КОРОТКАЯ ЗАДАЧА:
Продолжите рецензию на книгу о мифе в творчестве русских романтиков, начав сразу после её последнего предложения.

ПРЕДЛОЖЕННЫЙ ОТРЫВОК:

------------------------------

УДК 821.161.1
А.Э. ЕРЕМЕЕВ, д-р филол. наук, профессор
НОВЫЕ ПОДХОДЫ К ОСМЫСЛЕНИЮ МИРОТВОРЧЕСТВА В РУССКОЙ КЛАССИЧЕСКОЙ ЛИТЕРАТУРЕ
Рецензия на книгу Л.А. Ходанен «Миф в творчестве русских романтиков». - Томск, Изд-во Томского государственного университета, 2000. - 320 с.
Монография Л.А. Ходанен посвящена месту и роли мифа в творчестве русских романтиков. В книге впервые систематически на материале эстетических трудов, литературно-художественной критики конца XVIII - первой трети XIX веков, поэзии и прозы рассматривается эстетика и поэтика мифа, который формировался в русской литературе в процессе освоения трудов отцов Церкви, национального фольклора и был потенцирован философскими идеями Шеллинга, Гегеля и других немецких романтиков.
На огромном литературном поле художественных произведений В.А. Жуковского, А.С. Пушкина, К.Н. Батюшкова, П.А. Вяземского, А.А. Дельвига, В.К. Кюхельбекера, А.И. Одоевского, Н.В. Гоголя, М.Ю. Лермонтова в монографии изучаются особенности трансформации мифа в художественную структуру произведений, что уже само по себе представляет определенную новизну и актуальность.

------------------------------

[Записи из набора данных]
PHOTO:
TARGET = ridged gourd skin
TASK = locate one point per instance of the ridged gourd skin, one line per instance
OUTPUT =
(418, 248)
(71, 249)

------------------------------

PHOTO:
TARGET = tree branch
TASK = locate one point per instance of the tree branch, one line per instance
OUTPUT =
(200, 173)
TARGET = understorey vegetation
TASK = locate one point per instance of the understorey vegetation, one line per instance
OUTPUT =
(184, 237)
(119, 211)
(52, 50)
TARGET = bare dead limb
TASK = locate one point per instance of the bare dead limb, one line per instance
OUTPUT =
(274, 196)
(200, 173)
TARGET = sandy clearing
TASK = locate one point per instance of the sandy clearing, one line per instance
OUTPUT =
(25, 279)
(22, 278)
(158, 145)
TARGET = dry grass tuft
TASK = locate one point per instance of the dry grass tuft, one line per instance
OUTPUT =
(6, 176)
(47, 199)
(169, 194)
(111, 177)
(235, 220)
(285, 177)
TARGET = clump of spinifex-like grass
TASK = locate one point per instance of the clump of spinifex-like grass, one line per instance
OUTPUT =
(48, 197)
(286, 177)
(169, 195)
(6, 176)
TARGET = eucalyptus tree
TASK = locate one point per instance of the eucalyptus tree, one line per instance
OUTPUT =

------------------------------

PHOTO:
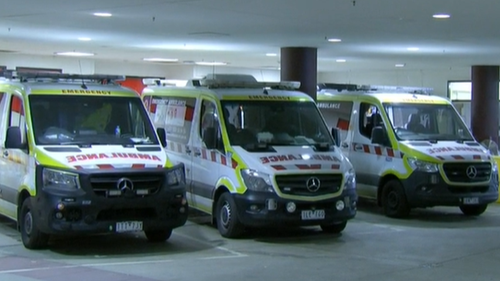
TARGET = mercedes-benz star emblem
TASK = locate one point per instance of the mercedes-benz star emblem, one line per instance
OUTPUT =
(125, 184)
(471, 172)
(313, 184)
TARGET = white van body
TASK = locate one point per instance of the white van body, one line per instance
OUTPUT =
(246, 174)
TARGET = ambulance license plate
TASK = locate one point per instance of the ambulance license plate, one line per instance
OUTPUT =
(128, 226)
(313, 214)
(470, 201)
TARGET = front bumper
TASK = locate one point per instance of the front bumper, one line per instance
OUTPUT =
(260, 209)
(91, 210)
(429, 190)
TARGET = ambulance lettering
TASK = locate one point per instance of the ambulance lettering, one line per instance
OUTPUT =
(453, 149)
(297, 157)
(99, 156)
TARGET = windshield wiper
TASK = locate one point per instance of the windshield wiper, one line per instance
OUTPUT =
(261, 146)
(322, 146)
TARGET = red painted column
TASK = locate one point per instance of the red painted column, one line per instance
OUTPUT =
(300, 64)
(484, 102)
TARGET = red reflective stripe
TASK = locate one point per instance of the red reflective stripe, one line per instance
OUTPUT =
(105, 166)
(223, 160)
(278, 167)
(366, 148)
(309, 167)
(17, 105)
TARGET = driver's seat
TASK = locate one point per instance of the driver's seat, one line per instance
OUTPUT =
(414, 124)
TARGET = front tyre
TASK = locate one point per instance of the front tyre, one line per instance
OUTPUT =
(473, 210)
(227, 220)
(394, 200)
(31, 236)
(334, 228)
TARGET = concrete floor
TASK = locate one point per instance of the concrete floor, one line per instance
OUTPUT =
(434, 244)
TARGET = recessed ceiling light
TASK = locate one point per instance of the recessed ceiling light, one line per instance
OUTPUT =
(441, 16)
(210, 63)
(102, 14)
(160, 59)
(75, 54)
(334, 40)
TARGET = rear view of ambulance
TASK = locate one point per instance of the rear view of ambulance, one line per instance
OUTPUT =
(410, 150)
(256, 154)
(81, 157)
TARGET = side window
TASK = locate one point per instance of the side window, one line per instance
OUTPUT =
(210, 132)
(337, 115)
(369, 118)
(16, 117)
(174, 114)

------------------------------

ОТВЕТ К ЗАДАНИЮ:
Несколько десятилетий в нашей академической вузовской науке отсутствовало должное внимание к проблеме мифа в творчестве русских писателей, ибо изучение этой проблемы до последнего времени было затруднено среди прочих причин и тем, что наша официальная наука большей частью находилась в плену «прогрессивной» логики, идеологических штампов, наконец, атеистического учения. Отсюда ставшее привычным и более незаметным искажение общего пафоса, порядка и направленности идейно-творческой деятельности писателей, поэтов, эстетиков прошлого.
В настоящее время создались все предпосылки для спокойного и освобожденного от спекулятивных подмен изучения мифа в творчестве русских романтиков. Именно в романтизме возникает широкое обращение к христианским текстам, к ветхозаветным мотивам, где по определению исследовательницы «главной стала, по сравнению с духовной поэзией XVIII века, личностная позиция поэта, - именно романтизм создает миф о божественной природе поэтического слова в контексте постижения вечных истин христианства» (с. 1).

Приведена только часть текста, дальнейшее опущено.